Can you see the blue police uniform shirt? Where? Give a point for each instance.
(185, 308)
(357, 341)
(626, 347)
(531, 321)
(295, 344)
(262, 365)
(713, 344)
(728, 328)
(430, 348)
--- --- ---
■ WHAT THE TASK ASKS: Can you update the material so that "blue" becomes "navy", keeping every other part the same?

■ FULL OUTPUT:
Can you see the navy police uniform shirt? Where? Give a point for each instance.
(185, 308)
(357, 341)
(626, 347)
(531, 321)
(295, 344)
(262, 365)
(713, 344)
(728, 328)
(430, 348)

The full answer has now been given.